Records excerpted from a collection

BEGIN

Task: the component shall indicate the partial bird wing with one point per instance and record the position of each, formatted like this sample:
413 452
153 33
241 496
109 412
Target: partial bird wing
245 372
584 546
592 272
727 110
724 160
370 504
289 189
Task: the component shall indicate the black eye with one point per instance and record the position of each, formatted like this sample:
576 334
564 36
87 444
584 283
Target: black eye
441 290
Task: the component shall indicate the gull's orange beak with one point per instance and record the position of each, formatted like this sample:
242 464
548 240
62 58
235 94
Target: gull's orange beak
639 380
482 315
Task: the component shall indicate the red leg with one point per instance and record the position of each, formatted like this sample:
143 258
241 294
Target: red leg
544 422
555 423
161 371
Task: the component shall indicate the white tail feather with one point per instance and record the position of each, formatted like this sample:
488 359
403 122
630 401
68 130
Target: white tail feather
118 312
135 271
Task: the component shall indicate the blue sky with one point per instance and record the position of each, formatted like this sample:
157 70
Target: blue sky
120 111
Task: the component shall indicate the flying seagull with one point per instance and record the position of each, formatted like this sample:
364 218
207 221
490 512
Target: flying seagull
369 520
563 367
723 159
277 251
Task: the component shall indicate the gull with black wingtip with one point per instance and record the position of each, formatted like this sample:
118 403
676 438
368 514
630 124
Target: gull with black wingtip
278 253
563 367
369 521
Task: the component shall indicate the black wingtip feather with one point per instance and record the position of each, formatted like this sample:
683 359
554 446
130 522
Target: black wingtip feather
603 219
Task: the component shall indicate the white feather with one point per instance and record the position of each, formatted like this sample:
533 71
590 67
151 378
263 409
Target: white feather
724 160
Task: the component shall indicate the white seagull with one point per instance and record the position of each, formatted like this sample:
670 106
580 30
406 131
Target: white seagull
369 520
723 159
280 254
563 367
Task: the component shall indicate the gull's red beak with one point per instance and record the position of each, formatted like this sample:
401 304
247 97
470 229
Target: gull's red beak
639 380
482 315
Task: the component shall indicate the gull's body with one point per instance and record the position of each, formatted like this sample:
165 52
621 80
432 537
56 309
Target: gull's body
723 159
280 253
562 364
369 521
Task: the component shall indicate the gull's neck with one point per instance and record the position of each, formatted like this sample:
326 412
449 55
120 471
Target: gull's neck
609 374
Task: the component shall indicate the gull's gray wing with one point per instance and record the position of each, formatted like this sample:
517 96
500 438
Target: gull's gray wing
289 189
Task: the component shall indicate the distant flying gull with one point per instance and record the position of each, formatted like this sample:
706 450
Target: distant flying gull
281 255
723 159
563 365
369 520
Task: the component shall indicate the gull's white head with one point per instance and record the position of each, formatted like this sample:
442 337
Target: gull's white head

END

Directions for this task -> Only the lines containing the word "head" should be returned from the data above.

Exercise result ->
Task: the component shall indicate the gull's white head with one point per instance and record the position of each, formatted like this sample:
Target: gull's white head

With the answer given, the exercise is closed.